RECORDS SUPPLIED:

= = = = =

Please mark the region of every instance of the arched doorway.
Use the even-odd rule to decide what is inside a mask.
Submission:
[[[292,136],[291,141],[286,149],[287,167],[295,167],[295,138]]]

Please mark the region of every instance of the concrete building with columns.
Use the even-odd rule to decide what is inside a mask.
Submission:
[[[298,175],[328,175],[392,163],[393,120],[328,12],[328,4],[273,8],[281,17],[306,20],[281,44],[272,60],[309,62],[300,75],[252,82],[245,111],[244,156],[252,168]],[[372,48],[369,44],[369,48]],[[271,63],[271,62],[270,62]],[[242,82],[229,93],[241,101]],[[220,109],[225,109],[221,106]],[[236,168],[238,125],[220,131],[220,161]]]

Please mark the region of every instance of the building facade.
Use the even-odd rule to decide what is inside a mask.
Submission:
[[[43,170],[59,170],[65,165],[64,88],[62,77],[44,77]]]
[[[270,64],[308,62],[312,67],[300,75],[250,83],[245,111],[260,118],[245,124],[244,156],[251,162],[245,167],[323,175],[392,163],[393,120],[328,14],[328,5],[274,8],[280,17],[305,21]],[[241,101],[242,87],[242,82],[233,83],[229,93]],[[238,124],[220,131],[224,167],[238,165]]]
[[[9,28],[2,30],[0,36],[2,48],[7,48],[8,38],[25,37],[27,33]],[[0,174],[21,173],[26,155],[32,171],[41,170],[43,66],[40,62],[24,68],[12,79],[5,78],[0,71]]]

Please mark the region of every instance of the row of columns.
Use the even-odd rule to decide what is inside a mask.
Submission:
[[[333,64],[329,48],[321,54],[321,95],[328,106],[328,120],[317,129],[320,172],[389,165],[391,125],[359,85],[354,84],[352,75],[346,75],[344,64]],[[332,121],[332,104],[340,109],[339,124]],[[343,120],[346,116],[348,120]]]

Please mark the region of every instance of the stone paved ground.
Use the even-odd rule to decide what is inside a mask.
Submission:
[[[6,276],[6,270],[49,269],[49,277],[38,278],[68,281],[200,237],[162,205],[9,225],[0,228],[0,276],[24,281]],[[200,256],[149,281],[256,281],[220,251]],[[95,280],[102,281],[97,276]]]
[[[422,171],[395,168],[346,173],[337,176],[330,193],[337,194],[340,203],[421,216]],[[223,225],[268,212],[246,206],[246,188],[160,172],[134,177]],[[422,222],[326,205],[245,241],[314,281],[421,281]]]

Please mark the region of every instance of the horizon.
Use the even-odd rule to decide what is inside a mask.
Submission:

= = = = =

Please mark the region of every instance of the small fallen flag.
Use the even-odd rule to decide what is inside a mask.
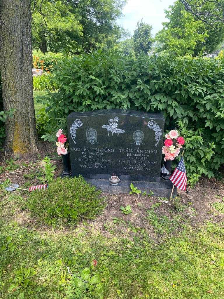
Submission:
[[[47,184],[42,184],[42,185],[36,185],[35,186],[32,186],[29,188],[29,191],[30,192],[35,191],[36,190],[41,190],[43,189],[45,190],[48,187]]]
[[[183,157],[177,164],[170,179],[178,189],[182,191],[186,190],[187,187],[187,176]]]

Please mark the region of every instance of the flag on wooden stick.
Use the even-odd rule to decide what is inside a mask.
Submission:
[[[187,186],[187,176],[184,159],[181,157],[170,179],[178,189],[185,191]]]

= = = = =

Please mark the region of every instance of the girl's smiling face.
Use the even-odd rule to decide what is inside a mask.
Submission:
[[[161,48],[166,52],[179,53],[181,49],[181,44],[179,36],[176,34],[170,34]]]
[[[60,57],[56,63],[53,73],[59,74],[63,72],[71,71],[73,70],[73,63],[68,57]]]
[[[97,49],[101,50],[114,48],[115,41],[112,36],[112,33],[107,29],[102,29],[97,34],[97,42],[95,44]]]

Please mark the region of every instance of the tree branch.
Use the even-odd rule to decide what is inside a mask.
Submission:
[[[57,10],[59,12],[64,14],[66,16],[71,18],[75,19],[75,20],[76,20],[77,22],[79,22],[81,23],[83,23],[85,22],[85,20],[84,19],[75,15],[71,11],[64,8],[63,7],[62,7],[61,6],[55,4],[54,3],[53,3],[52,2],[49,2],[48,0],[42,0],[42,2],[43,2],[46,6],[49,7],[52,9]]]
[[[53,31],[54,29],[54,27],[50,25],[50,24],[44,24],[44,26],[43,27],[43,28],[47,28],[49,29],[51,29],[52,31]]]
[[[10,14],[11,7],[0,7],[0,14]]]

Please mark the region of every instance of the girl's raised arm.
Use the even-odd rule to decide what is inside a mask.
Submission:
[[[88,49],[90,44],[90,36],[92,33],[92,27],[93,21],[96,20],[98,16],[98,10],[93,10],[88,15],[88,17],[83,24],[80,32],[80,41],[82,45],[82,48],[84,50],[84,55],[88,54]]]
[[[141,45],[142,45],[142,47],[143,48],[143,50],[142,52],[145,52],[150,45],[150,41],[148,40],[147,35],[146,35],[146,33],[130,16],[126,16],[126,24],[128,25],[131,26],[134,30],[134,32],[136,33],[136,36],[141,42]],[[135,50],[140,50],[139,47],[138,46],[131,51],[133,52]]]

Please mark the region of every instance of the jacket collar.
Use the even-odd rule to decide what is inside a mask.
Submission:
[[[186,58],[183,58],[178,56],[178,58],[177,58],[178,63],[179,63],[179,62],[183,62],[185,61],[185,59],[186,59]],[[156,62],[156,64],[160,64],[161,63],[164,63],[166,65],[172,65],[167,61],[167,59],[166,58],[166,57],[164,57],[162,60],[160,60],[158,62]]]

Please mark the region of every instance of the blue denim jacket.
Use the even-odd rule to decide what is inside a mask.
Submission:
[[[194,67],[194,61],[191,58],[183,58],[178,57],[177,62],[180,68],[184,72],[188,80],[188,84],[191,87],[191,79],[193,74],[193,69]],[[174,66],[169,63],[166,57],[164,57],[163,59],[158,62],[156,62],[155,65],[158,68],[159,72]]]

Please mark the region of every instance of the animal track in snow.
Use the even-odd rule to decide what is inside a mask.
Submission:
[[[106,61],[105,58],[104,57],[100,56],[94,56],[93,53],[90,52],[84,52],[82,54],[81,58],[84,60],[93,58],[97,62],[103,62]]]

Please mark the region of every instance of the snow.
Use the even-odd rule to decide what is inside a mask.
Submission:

= = = = =

Return every line of the records that contains the word "snow". Case counts.

Please mark the region of every instance of the animal track in snow.
Please mark the region of every instance of the snow.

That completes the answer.